He has seven kids, and he manages a boxing club
where he helps some up and coming boxers, gives them
some fighting experience, and arranges some exhibitions and fights for them. Okay, cool. Cool,

(10:22):
So that's going pretty well until eighteen ninety seven, when
this is the kind of the Yukon gold Rush. The
news is starting to arrive in New York City that
like they have found gold in the Yukon and there
are like fortunes to be made out there. Okay, that
sounds pretty cool, But Yukon is extremely far away from
New York City and also from Joe Boyle's hometown of Toronto.

Speaker 2 (10:45):
So it's on the other side of the continent. It's
maybe more an idea rather than an actual place for
people who are hanging out on the East Coast. It's
like you hear of it, there is gold, but getting there.

Speaker 1 (10:59):
Getting there it's and he's pretty successful here. He's running
the boxing thing. He's got his own business. The Yukon
is far so I live in Seattle, which is as
far northwest as you can basically get to the Canadian border. Like,
I'm very close. I still jump going up to Vancouver
for the weekend. I'm driving there and it takes like

(11:20):
three hours. So I'm very close to Canada, and the
Yukon is the northwesternmost province in Canada. But for me
to drive to Whitehorse, which is just kind of right
across the border from of the Yukon. It's thirty four
hours by car by cars, by car, yeah, which is faster.

Speaker 2 (11:42):
Than people would be traveling in those days.

Speaker 1 (11:44):
So right, thirty four hours by car from Seattle, which is,
like I said, as close as you can get. That's
how far north the Yukon is. How far away it
is from the United States. I mean, I guess not
including Alaska. But so okay, hey, they found gold. That
sounds like an adventure. Joe Boyle does the reasonable thing here.
He divorces his wife, he leaves his family behind, and

(12:06):
he goes on an insane, life threatening overland journey to
take part in the Klondag gold Rush.

Speaker 2 (12:10):
Oh so he has to go all the way from
New York to Yukon.

Speaker 1 (12:15):
And he goes with an Australian boxer named Frank Slevin,
who I assume was one of the boxers that was
part of his operation. And they go on this crazy
journey across all of the US and Canada, like literally
coast to coast. There are not cars. They are making
this trip by foot and horse and snow sled dogs.

* * * * * * *

__Task directions__.
Please answer these about the transcript on Joe Boyle:
1. What is Joe Boyle's hometown?
2. How many hours does the drive from Seattle to Whitehorse take by car?
3. Who goes with Joe Boyle on the journey to the Yukon?

* * * * * * *

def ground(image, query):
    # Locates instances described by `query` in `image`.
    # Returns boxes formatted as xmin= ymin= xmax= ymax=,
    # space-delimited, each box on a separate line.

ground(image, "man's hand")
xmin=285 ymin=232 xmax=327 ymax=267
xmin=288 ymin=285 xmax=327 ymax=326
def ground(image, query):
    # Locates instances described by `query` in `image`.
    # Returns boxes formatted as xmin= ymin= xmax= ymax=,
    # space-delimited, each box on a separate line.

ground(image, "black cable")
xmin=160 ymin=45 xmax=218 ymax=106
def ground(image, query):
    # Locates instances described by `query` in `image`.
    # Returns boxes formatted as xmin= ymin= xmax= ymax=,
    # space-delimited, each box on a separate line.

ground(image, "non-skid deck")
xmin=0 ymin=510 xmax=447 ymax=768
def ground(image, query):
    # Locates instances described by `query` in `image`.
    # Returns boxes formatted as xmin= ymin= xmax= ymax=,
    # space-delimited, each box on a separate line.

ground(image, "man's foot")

* * * * * * *

__Full output__.
1. Toronto
2. Thirty-four hours
3. Frank Slevin, an Australian boxer